Document passage:
+++

MEGAN MCARDLE: What’s The End Game for Republicans?
Podhoretz reads a Quinnipiac poll showing that by a margin of 48-34, the public is going to blame Republicans and not Obama if we don’t raise the debt ceiling, and joins the ranks of the Washington sellouts . . . . Voters are telling pollsters they’re going to blame the Republicans for the shutdown. And the spending cuts you’re going to do won’t even be that popular with the tea party, who aren’t much more enthusiastic about Medicare/Medicaid cuts than the rest of the country.
To me that sounds like “huge Democratic victory in 2012”. I know, I know–if it’s so “great for Democrats”, why aren’t they urging this course? Well, one school of thought says that they are–and neatly maneuvering the blame onto the GOP, thanks to the tea party’s very vocal intransigence. But if that’s a little too Machiavellian for your taste, the simpler answer is that this can be lose-lose. If we shut down the government, key social programs get hurt, the economy contracts, and the Democrats have to cut spending in a recession in order to make the budget balance after this little contretemps raises our interest rates. But the fact that the Democrats are worse off doesn’t mean that the Republicans are better off. The Democrats can lose while the Republicans lose even bigger.
Read the whole thing. One lesson here is that there is no substitute for air superiority — i.e. control of the master media narrative — and that the Democrats still have it when it really matters. But the GOP should pass a one-year extension so that Obama has to confront spending again just before the election.
Because this isn’t working so well for the Democrats, either: Gallup: U.S. Satisfaction Slides to Two-Year Low: Decline to 16% in July from 20% in June mainly the result of drop among Democrats. “The new poll was conducted July 7-10 as Congress and Obama were engaged in heated negotiations over a bill to raise the nation’s debt ceiling.”
UPDATE: “Republican Candidate” Extends Lead vs. Obama to 47% to 39%. “Registered voters by a significant margin now say they are more likely to vote for the ‘Republican Party’s candidate for president’ than for President Barack Obama in the 2012 election, 47% to 39%. Preferences had been fairly evenly divided this year in this test of Obama’s re-election prospects.”
Like I said, this isn’t working so well for Democrats, either.

+++

List every consequence that the debt ceiling commentary says will follow "If we shut down the government."

Data shown:
+++

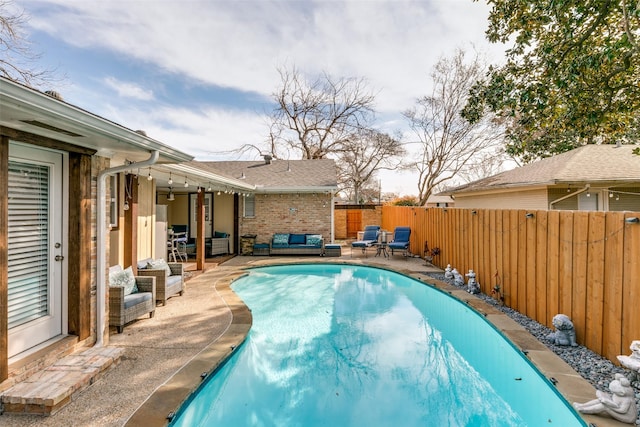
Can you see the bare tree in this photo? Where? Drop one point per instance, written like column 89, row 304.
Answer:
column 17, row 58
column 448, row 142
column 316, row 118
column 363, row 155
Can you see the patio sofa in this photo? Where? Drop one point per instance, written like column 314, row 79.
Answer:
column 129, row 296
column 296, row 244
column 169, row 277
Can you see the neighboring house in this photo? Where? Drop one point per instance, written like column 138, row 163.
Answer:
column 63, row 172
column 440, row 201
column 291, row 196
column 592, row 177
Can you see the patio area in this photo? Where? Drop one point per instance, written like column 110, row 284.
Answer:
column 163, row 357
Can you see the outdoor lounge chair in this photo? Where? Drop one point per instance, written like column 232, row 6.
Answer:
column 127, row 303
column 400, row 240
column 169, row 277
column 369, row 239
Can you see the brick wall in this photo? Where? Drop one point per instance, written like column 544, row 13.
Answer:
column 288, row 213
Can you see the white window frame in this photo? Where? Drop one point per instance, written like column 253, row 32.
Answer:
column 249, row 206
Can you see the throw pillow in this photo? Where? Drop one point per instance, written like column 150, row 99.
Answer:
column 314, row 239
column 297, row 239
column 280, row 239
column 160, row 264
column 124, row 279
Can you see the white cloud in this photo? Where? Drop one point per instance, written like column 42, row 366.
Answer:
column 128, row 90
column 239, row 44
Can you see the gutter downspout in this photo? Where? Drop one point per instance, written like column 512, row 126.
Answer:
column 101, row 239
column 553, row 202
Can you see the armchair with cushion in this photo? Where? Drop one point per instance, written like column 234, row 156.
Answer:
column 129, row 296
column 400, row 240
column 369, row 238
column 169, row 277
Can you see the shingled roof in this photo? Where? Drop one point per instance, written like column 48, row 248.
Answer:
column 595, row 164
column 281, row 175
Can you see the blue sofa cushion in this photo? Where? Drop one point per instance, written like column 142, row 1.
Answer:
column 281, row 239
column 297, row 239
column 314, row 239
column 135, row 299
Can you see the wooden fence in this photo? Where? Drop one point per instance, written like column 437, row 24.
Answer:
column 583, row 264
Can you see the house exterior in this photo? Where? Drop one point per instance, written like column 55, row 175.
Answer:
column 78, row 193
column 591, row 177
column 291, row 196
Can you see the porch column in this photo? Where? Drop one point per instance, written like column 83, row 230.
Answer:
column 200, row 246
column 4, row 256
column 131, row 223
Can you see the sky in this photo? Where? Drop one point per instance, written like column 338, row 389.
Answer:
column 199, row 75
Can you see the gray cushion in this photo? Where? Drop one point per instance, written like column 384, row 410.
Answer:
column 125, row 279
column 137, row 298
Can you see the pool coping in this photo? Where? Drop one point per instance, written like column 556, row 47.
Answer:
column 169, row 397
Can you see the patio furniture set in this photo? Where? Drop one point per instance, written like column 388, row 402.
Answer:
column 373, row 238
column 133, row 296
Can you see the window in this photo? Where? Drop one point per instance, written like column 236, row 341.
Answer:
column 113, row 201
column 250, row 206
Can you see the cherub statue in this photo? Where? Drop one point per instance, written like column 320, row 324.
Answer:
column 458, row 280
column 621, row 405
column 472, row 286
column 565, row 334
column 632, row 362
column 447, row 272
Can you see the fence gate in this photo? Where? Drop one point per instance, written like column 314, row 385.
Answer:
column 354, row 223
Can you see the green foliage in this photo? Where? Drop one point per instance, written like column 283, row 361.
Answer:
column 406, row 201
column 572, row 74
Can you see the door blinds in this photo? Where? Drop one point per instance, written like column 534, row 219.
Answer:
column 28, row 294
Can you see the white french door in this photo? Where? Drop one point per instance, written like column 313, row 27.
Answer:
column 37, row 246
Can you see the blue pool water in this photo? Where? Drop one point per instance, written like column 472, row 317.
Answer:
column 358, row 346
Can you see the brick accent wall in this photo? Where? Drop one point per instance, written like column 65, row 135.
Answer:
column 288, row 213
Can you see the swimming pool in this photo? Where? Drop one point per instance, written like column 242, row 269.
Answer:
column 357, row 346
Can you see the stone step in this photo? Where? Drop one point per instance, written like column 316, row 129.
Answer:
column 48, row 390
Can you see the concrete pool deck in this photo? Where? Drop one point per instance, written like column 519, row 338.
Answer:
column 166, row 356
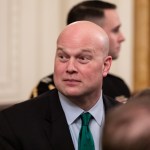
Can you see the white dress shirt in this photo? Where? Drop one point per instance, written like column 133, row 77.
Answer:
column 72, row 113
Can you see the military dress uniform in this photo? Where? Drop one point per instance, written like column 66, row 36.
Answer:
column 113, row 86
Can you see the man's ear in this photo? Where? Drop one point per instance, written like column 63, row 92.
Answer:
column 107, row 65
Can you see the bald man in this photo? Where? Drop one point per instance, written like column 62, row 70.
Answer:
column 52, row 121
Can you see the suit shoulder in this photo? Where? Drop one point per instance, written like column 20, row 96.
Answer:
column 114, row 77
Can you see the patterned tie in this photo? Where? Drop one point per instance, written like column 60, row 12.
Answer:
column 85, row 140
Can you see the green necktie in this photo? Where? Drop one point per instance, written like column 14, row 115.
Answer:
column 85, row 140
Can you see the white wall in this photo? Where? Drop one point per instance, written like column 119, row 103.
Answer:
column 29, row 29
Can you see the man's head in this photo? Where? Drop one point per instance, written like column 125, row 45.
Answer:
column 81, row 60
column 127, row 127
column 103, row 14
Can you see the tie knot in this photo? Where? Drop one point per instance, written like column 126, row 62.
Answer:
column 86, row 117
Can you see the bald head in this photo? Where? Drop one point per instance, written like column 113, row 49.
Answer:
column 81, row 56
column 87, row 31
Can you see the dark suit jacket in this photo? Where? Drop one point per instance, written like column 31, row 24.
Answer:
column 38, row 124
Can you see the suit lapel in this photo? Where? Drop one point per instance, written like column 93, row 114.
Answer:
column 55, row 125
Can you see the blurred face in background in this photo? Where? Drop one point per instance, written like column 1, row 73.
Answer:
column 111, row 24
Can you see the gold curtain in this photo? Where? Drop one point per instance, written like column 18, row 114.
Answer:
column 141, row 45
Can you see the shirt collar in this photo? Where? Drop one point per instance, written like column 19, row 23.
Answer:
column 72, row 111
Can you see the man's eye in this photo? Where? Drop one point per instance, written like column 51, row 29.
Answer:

+++

Task response:
- Key social programs get hurt.
- The economy contracts.
- The Democrats have to cut spending in a recession to make the budget balance after the shutdown raises interest rates.